[Work instructions]
Can you reproduce the data beneath, keeping every line exact?

** Start of Record excerpts **

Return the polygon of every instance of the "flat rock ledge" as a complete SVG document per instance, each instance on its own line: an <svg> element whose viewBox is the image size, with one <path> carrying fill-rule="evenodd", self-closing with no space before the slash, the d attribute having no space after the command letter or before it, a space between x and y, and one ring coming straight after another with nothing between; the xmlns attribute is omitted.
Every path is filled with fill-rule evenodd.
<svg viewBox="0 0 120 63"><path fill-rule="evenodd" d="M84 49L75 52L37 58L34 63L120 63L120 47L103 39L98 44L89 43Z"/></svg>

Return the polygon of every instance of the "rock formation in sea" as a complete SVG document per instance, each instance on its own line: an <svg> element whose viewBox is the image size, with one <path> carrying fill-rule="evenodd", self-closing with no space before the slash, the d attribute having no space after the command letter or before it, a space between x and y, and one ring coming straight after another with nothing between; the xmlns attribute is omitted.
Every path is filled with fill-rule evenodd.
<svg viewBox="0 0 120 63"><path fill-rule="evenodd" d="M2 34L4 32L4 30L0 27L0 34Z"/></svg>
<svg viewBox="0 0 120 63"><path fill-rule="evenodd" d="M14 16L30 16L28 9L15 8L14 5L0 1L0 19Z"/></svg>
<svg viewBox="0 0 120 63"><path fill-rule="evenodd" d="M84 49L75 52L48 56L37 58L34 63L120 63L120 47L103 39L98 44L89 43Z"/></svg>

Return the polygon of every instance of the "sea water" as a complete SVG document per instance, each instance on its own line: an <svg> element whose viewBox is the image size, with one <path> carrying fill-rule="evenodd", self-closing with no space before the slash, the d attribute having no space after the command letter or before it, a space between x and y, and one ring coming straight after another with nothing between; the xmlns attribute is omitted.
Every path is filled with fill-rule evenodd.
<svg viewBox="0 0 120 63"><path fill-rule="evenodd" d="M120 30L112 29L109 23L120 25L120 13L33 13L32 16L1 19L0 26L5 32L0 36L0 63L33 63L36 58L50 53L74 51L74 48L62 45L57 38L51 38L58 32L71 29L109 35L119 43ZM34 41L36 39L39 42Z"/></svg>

** End of Record excerpts **

[Answer for the task]
Return the polygon of every instance of the "flat rock ledge" as a complete SVG document per instance, each instance on its own line: an <svg> element whose viewBox is the image size, with one <path> carrying fill-rule="evenodd", self-closing with no space before the slash, the d attribute having no space after the command letter or before it, a space between x and y, and one ring coming straight after another with nothing between; the xmlns attribute is omitted.
Every path is filled with fill-rule evenodd.
<svg viewBox="0 0 120 63"><path fill-rule="evenodd" d="M84 49L75 52L37 58L34 63L120 63L120 47L103 39L98 44L89 43Z"/></svg>

Return the polygon of every instance of the "rock formation in sea" as a complete SVG document per instance, each instance on its own line: an <svg> element whose viewBox is the image size, with one <path> carrying fill-rule="evenodd", self-closing with no space before the slash, the d attribute having no space after the command letter or before it, a space between x and y, and one ring coming straight after another with nothing between; the xmlns attribute is omitted.
Every path is filled with fill-rule evenodd.
<svg viewBox="0 0 120 63"><path fill-rule="evenodd" d="M2 34L4 32L4 30L0 27L0 34Z"/></svg>
<svg viewBox="0 0 120 63"><path fill-rule="evenodd" d="M14 16L30 16L28 9L15 8L14 5L0 1L0 19Z"/></svg>
<svg viewBox="0 0 120 63"><path fill-rule="evenodd" d="M84 49L75 52L48 56L37 58L34 63L120 63L120 47L103 39L98 44L89 43Z"/></svg>

Return the polygon of every instance of the "sea water" as a complete SVG document per instance, each instance on its own line: an <svg> element whose viewBox is the image size, with one <path> carrying fill-rule="evenodd", self-closing with no space before the slash, the d attribute having no space after the command letter or before it, a space between x and y, and one ring coming straight after another with nothing between; the xmlns attribute is omitted.
Every path is filled with fill-rule evenodd.
<svg viewBox="0 0 120 63"><path fill-rule="evenodd" d="M120 30L112 29L109 23L120 25L120 13L33 13L32 16L1 19L0 26L5 32L0 36L0 63L33 63L36 58L50 53L74 51L74 48L62 45L57 38L51 38L58 32L71 29L109 35L119 43ZM34 41L36 39L39 42Z"/></svg>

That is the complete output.